Supplied text
I have dozens of functions like 'foo', which all have different argument numbers and names. Is there a common way that I can get the return values of these functions and do just a single extra operation like pformat to them?

Yes I can just generate a new function like the following:

func = ...  # func can be got using getattr by name
def wrapper(*arg, **kw):
    data = func(*arg, **kw)
    return pprint.pformat(data)
return wrapper

But then the new function 'wrapper' is different to the old one 'func', for example, in argument number, 'wrapper' has only 2 args--'arg' and 'kw', but 'func' may have many args, like 'a', 'b', 'c'.

I just want play with the return value, everything else should stay still, is it possible?

Thanks!

[Entries in a dataset]
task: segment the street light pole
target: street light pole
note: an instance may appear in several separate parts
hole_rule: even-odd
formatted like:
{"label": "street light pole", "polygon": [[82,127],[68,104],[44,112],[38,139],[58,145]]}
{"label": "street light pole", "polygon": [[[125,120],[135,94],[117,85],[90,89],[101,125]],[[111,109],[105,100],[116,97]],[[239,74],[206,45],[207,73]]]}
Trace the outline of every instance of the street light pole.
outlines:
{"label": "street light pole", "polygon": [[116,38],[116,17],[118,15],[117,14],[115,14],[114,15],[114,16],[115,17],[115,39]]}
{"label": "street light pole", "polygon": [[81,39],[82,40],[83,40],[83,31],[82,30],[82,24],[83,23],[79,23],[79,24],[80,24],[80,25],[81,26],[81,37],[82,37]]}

Work to complete
(A) Can you transcribe the stretch from "But then the" through "is it possible?" in the function-wrapping question?
(B) How would you restate the paragraph of the function-wrapping question that begins "But then the new function" as one shorter sentence?

Exercise responses
(A)
But then the new function 'wrapper' is different to the old one 'func', for example, in argument number, 'wrapper' has only 2 args--'arg' and 'kw', but 'func' may have many args, like 'a', 'b', 'c'.

I just want play with the return value, everything else should stay still, is it possible?

(B) The new 'wrapper' function differs from the original 'func' in argument number: it takes only 'arg' and 'kw', while 'func' may take many args, such as 'a', 'b', and 'c'.